- What this exercise asks:
(A) Rewrite the passage of the sentiment analysis text from "Model output: negative: 0.791, positive: 0.132, neutral: 0.077" up to and including "0.339, negative: 0.273.", changing "lunch" to "dinner".
(B) In the sentiment analysis text, condense the paragraph beginning "One of the more challenging tasks" into a shorter version that keeps its main facts.
(C) Carry on with the sentiment analysis text, starting after its last sentence.

Sentiment Analysis is a core component of Natural Language Processing (NLP). Such models attempt to quantify the emotion expressed in a piece of text along a spectrum of negative to neutral to positive. The output of many sentiment models is typically a series of three probabilities: the probability the text is positive, the likelihood the text is negative, and the probability the text is neutral. The following examples use the Huggingface distilbert-base-multilingual-cased-sentiments-student Sentiment model:

Example 1:

“Today was so much fun. I cannot wait until tomorrow.”

Model output: positive: 0.718, neutral: 0.179, negative: 0.103

Example 2:

“I got a paper cut, and it really hurt.”

Model output: negative: 0.791, positive: 0.132, neutral: 0.077

Example 3:

“I just finished eating lunch.”

Model output: positive: 0.389, neutral: 0.339, negative: 0.273.

One of the more challenging tasks of sentiment analysis arises when text contains niche or industry-specific keywords unfamiliar to the model. A sentiment model created from generalizable language may produce subpar sentiment probability scores when applied to text with industry-specific words. This issue can be rectified by taking a generalized large language model (LLM) and finetuning the model with a corpus of text related to the industry.

[Items listed in a dataset]
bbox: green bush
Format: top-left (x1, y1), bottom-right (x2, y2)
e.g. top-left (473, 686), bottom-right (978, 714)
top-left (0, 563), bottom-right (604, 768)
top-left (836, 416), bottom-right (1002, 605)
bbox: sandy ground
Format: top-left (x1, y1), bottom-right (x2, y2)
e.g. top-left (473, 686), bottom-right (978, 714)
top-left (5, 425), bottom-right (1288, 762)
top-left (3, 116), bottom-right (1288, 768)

- Responses in order:
(A)
Model output: negative: 0.791, positive: 0.132, neutral: 0.077

Example 3:

“I just finished eating dinner.”

Model output: positive: 0.389, neutral: 0.339, negative: 0.273.

(B) Sentiment models built from general language may give subpar probability scores on text containing niche or industry-specific keywords. Finetuning a generalized large language model (LLM) on a corpus of industry-related text can fix this.

(C)
The result of this industry-specific model is a model tuned to the industry keywords and appropriate emotions associated with these keywords. One of the more notable applications of such approaches resulted in “FinBERT,” a large language model based on BERT but fine-tuned to specialized language used in a financial context.

The Challenge of Price Prediction

Predicting stock and/or commodity prices based solely on text sentiment is not reasonably expected due to the strong influence of various macroeconomic factors on the stock market. However, many industries and companies within the public eye can attest to instances where the price of their stock/commodity trended outside reasonable expectations from macroeconomic factors alone.

Along with the macro and company-specific economic factors, there appear to be psychological and sociological factors, such as how the public views an industry and/or commodity, which can affect price fluctuations in the short term. A 2021 study looked at reported news specific to 87 different companies over a span of seven years to conclude that “there exists a weak but statistically significant association between strong media sentiment and abnormal market return as well as volatility.” In other words, when it comes to price fluctuations, sentiment matters.

For this reason, Mosaic Data Science uses large language models to capture the short-term influence of sentiment and analyzes how it may help explain and/or predict specific commodity price movements.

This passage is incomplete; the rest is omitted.